━━━ Data for this exercise
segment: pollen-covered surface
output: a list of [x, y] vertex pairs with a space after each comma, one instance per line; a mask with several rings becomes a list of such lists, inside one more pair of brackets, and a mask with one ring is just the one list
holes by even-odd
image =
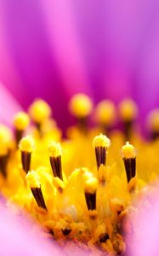
[[[71, 113], [88, 119], [92, 102], [82, 95], [79, 102], [80, 97], [72, 99], [76, 104]], [[20, 212], [31, 216], [35, 226], [43, 227], [42, 236], [56, 240], [65, 252], [76, 246], [88, 255], [124, 253], [123, 230], [128, 233], [132, 230], [131, 223], [123, 225], [125, 218], [133, 201], [145, 189], [152, 189], [159, 175], [157, 137], [144, 140], [133, 125], [131, 143], [125, 144], [122, 131], [112, 128], [107, 137], [95, 121], [97, 125], [87, 127], [87, 133], [78, 129], [78, 124], [69, 127], [64, 139], [46, 104], [36, 101], [31, 106], [28, 114], [33, 124], [19, 148], [13, 134], [15, 129], [12, 131], [0, 125], [0, 189], [8, 207], [18, 206]], [[118, 120], [116, 113], [116, 122], [128, 119], [134, 122], [137, 107], [128, 102], [126, 105], [127, 118], [119, 116]]]
[[35, 141], [31, 137], [26, 136], [20, 140], [19, 148], [23, 152], [31, 153], [35, 148]]
[[102, 147], [102, 148], [110, 148], [111, 140], [104, 134], [99, 134], [96, 136], [94, 139], [94, 148]]
[[35, 123], [40, 124], [47, 119], [52, 111], [48, 104], [42, 99], [35, 100], [29, 108], [29, 113]]
[[122, 148], [122, 158], [135, 158], [137, 154], [135, 148], [130, 144], [128, 142], [126, 143]]

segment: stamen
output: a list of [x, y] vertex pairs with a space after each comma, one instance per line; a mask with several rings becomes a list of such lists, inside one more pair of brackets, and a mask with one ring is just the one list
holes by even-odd
[[128, 142], [122, 148], [122, 155], [127, 173], [128, 183], [136, 174], [136, 149]]
[[9, 157], [9, 147], [12, 132], [7, 126], [0, 125], [0, 170], [4, 177], [7, 177], [7, 166]]
[[95, 120], [104, 132], [108, 132], [116, 119], [116, 108], [110, 100], [100, 102], [95, 108]]
[[95, 177], [89, 177], [85, 183], [85, 199], [88, 211], [96, 209], [96, 191], [98, 181]]
[[62, 166], [61, 166], [61, 146], [60, 143], [53, 142], [48, 146], [48, 154], [51, 167], [54, 177], [60, 177], [63, 180], [62, 177]]
[[35, 171], [29, 172], [26, 175], [26, 182], [31, 188], [37, 206], [47, 211], [37, 173]]
[[0, 155], [0, 170], [4, 177], [7, 177], [7, 165], [9, 162], [9, 154]]
[[156, 140], [159, 137], [159, 108], [153, 109], [150, 112], [147, 122], [150, 131], [151, 139]]
[[138, 115], [136, 103], [129, 99], [125, 99], [119, 104], [119, 115], [123, 122], [126, 139], [129, 139], [132, 133], [133, 123]]
[[51, 115], [51, 108], [48, 104], [41, 99], [37, 99], [29, 108], [29, 113], [38, 131], [41, 131], [41, 125]]
[[100, 134], [94, 137], [93, 143], [95, 148], [96, 162], [99, 169], [100, 165], [105, 166], [106, 164], [106, 153], [107, 148], [111, 146], [111, 141], [105, 135]]
[[21, 163], [23, 170], [27, 173], [31, 166], [31, 156], [35, 148], [35, 142], [31, 137], [26, 136], [23, 137], [19, 144], [21, 151]]
[[71, 114], [77, 119], [79, 130], [86, 133], [88, 117], [93, 109], [91, 99], [82, 93], [77, 94], [71, 99], [69, 109]]
[[25, 112], [19, 112], [14, 117], [14, 125], [15, 128], [15, 140], [16, 144], [19, 144], [19, 142], [24, 135], [25, 130], [29, 125], [29, 116]]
━━━━━━
Exercise directions
Copy the full listing above line for line, without changing a single character, and leave the pictures out of your copy.

Answer
segment: pollen-covered surface
output: a list of [x, y] vertex pairs with a space after each comma, one instance per line; a mask with several rings becomes a list of such lists, inside one more pair of brackets, and a mask with one ring is just the one list
holes by even-odd
image =
[[[71, 113], [88, 119], [92, 102], [82, 95], [79, 102], [80, 97], [72, 99], [76, 104]], [[20, 212], [31, 216], [35, 226], [43, 227], [42, 236], [56, 240], [65, 252], [76, 246], [88, 255], [124, 253], [123, 230], [128, 233], [132, 230], [131, 223], [123, 225], [125, 218], [133, 201], [145, 189], [152, 189], [159, 175], [157, 137], [144, 140], [133, 125], [131, 143], [125, 144], [122, 131], [112, 128], [107, 137], [95, 121], [97, 125], [87, 127], [87, 133], [78, 129], [78, 124], [69, 127], [64, 139], [46, 104], [36, 101], [31, 106], [28, 114], [33, 124], [19, 148], [13, 134], [15, 129], [12, 131], [0, 125], [0, 189], [8, 207], [18, 206]], [[118, 120], [116, 113], [116, 122], [128, 119], [134, 122], [137, 107], [128, 102], [126, 105], [127, 118], [119, 116]]]
[[35, 141], [31, 137], [26, 136], [20, 140], [19, 148], [23, 152], [31, 153], [35, 148]]
[[102, 147], [102, 148], [110, 148], [111, 140], [104, 134], [99, 134], [96, 136], [94, 139], [94, 148]]
[[35, 123], [40, 124], [47, 119], [52, 111], [48, 104], [42, 99], [35, 100], [29, 108], [29, 113]]
[[122, 148], [122, 158], [135, 158], [137, 154], [135, 148], [130, 144], [128, 142], [126, 143]]

segment: stamen
output: a list of [x, y] vertex pairs with a space after each comma, one instance per line; a mask with several rings becomes a list of such lists, inside one more pair of brackets, and a mask with one ring is just the one list
holes by even-odd
[[128, 142], [122, 148], [122, 155], [127, 173], [128, 183], [136, 174], [136, 149]]
[[9, 157], [9, 147], [12, 132], [7, 126], [0, 125], [0, 170], [4, 177], [7, 177], [7, 166]]
[[95, 120], [104, 132], [108, 132], [116, 119], [116, 108], [110, 100], [100, 102], [95, 108]]
[[95, 177], [89, 177], [85, 183], [85, 199], [88, 211], [96, 209], [96, 191], [98, 181]]
[[62, 166], [61, 166], [61, 146], [60, 143], [53, 142], [48, 146], [48, 154], [51, 167], [54, 177], [60, 177], [63, 180], [62, 177]]
[[35, 171], [29, 172], [26, 175], [26, 182], [31, 188], [37, 206], [47, 211], [37, 173]]
[[0, 155], [0, 170], [4, 177], [7, 177], [7, 165], [9, 162], [9, 154]]
[[156, 140], [159, 137], [159, 108], [153, 109], [150, 112], [147, 122], [150, 131], [151, 139]]
[[138, 115], [136, 103], [129, 99], [125, 99], [119, 104], [119, 115], [123, 122], [126, 139], [129, 139], [132, 133], [133, 123]]
[[51, 115], [51, 108], [48, 104], [41, 99], [37, 99], [29, 108], [29, 113], [38, 131], [41, 131], [41, 125]]
[[100, 134], [94, 137], [93, 143], [95, 148], [96, 162], [99, 169], [100, 165], [105, 166], [106, 164], [106, 153], [107, 148], [111, 146], [111, 141], [105, 135]]
[[21, 163], [23, 170], [27, 173], [31, 166], [31, 156], [35, 148], [35, 142], [31, 137], [26, 136], [23, 137], [19, 144], [21, 151]]
[[71, 114], [77, 119], [79, 130], [86, 133], [88, 117], [93, 109], [91, 99], [82, 93], [77, 94], [71, 99], [69, 109]]
[[25, 112], [19, 112], [14, 117], [14, 125], [15, 128], [15, 140], [16, 144], [19, 144], [19, 142], [24, 135], [25, 130], [29, 125], [29, 116]]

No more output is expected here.